> _Written task_
Rescale everything from the start of the items down to the line containing "646 314 L 671", both ends included, reproducing every line, including the requests and their format samples unchanged, but multiplying each polygon coordinate in the answers by 0.5 and rounding to whole numbers, halves up. Omit the pictures and give only those lines.

> _Data section_

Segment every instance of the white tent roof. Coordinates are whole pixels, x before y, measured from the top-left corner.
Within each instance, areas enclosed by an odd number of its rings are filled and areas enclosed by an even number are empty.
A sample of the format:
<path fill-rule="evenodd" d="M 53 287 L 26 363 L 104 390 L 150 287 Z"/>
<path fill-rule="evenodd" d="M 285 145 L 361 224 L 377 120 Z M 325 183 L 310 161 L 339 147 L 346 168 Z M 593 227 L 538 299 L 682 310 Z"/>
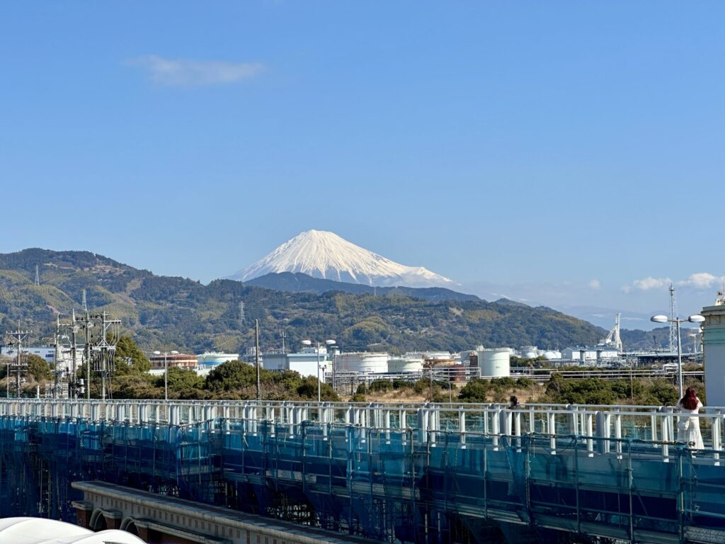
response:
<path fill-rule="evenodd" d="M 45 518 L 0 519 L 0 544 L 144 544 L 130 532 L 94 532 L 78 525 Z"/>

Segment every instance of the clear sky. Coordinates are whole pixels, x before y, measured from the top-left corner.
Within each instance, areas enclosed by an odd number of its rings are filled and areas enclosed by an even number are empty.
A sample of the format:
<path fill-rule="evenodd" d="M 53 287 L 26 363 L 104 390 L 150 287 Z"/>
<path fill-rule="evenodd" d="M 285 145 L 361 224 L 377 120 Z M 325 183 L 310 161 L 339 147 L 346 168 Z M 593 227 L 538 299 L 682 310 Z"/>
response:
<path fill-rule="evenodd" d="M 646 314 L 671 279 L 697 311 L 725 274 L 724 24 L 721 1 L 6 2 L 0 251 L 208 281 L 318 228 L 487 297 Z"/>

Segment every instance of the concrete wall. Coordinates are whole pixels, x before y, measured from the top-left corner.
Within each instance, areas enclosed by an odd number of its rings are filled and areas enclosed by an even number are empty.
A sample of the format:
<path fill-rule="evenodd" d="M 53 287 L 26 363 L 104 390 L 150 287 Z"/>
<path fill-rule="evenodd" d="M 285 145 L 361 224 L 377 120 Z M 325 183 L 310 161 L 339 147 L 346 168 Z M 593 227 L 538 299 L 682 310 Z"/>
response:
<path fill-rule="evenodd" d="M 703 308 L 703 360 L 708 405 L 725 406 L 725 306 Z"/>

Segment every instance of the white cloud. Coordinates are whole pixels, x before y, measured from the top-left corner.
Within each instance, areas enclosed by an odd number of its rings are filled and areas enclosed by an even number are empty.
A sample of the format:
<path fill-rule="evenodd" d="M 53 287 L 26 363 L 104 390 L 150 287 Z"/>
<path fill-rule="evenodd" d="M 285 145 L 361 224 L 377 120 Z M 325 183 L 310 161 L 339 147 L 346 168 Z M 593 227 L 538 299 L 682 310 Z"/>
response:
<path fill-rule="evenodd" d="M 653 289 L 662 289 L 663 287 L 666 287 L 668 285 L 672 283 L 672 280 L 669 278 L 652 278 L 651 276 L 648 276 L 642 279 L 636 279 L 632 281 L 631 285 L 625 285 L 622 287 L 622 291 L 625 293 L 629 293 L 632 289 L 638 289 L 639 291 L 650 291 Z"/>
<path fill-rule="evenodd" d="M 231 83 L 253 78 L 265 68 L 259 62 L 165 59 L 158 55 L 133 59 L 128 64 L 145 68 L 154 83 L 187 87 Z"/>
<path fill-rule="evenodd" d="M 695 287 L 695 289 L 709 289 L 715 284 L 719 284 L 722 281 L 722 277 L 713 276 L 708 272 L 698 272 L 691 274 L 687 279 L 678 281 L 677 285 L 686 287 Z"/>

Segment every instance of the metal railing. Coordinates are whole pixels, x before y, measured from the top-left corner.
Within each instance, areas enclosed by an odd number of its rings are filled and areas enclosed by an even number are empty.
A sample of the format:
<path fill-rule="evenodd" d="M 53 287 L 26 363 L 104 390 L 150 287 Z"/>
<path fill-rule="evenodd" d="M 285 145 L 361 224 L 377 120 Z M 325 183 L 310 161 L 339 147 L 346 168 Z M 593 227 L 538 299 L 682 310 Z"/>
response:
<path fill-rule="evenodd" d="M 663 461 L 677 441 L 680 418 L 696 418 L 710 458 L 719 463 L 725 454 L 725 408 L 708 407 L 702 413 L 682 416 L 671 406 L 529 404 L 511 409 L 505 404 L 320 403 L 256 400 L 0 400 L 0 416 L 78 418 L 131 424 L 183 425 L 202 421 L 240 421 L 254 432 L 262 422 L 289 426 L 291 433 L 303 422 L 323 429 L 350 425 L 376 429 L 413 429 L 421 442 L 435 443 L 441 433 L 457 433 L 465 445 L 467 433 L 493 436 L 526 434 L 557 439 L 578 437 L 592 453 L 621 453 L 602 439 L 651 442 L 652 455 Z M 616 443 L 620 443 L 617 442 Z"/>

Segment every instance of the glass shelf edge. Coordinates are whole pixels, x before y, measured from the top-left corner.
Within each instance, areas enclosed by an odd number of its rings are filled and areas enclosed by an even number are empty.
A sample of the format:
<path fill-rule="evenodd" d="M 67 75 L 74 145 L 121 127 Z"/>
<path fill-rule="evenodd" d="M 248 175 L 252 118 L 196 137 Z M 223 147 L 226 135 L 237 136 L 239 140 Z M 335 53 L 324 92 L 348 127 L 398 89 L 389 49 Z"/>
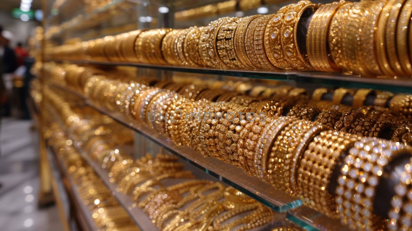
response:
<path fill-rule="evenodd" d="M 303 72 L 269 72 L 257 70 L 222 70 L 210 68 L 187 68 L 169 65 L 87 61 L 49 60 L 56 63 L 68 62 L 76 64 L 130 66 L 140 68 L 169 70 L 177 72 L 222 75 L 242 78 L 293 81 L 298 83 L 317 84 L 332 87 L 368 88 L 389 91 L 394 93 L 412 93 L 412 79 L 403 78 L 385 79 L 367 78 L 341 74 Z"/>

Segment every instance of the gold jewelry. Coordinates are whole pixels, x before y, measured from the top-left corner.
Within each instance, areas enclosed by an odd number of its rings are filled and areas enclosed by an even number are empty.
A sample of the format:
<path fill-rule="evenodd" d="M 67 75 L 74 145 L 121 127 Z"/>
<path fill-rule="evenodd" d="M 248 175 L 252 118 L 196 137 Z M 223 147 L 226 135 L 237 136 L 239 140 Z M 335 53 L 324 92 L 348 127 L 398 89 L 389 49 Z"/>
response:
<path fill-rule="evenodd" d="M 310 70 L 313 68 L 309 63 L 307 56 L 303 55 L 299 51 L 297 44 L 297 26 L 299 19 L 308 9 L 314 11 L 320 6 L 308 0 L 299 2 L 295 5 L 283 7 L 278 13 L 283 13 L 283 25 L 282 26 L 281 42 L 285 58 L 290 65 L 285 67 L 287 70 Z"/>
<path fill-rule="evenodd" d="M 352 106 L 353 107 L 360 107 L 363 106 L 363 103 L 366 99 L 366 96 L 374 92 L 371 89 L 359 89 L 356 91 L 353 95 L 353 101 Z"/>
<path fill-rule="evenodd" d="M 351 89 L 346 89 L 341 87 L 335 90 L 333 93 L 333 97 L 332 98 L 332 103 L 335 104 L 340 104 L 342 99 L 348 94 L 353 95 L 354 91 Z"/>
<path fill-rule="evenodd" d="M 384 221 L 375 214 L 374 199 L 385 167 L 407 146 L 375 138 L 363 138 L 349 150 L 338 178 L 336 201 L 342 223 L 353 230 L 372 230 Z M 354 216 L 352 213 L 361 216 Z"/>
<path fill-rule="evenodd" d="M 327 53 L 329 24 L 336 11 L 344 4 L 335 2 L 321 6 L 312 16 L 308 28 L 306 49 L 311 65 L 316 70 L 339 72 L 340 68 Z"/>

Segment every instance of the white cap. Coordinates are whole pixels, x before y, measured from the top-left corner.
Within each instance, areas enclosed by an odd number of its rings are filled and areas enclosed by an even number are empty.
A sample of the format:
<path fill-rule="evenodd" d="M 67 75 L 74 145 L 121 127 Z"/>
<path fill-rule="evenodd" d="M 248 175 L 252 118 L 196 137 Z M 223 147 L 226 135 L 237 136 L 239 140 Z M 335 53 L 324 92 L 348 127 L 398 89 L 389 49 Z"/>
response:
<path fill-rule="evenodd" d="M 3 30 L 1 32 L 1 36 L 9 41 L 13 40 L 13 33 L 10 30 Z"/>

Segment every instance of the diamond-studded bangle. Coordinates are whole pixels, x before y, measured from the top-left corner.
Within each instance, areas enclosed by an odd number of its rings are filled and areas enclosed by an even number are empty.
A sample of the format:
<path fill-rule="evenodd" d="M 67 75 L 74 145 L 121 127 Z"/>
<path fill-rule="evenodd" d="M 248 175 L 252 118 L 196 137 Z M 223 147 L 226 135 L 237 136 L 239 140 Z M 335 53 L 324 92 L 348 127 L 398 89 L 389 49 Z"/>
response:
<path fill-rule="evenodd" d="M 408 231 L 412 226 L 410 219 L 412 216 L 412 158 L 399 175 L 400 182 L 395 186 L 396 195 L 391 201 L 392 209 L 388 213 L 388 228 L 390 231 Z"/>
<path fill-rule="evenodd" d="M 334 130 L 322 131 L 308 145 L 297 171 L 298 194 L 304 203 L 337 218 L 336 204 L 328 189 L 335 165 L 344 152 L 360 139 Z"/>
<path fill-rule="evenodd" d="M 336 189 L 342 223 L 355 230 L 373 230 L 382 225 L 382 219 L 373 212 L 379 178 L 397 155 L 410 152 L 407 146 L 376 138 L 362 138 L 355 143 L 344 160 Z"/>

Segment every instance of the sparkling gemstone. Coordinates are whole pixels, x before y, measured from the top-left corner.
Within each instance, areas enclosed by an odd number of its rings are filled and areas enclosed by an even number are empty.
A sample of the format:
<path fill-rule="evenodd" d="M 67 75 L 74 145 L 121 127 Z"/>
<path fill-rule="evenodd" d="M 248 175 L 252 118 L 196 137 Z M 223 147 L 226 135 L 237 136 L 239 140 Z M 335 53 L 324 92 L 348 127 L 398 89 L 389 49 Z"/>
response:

> _Worked answer_
Segment every instance of the white tent roof. Coordinates are whole pixels, x before y, measured from the top-left corner.
Within each instance, areas enclosed by an odd number of its rings are filled and areas enclosed by an even number are empty.
A sample of the format:
<path fill-rule="evenodd" d="M 53 287 L 26 363 L 104 390 L 150 287 Z"/>
<path fill-rule="evenodd" d="M 285 145 L 361 224 L 377 120 Z M 325 183 L 310 161 L 339 147 L 346 168 Z M 593 227 L 538 299 L 682 310 Z"/>
response:
<path fill-rule="evenodd" d="M 23 259 L 0 260 L 0 272 L 72 272 L 65 266 L 47 266 L 39 263 Z"/>

Segment every instance of the clear sky. Coordinates are whole pixels, x before y, measured from the top-left corner.
Within each instance, areas enclosed by an odd number of its rings are filled and areas enclosed by an even number are empty.
A sample of the format:
<path fill-rule="evenodd" d="M 53 287 L 26 363 L 104 390 L 150 287 Z"/>
<path fill-rule="evenodd" d="M 285 145 L 361 224 L 377 120 Z M 325 183 L 310 161 L 339 147 L 346 168 Z M 593 227 L 538 299 L 682 310 Z"/>
response:
<path fill-rule="evenodd" d="M 323 157 L 336 140 L 349 156 L 363 137 L 362 12 L 361 1 L 3 1 L 0 126 L 104 141 L 159 114 L 244 149 Z"/>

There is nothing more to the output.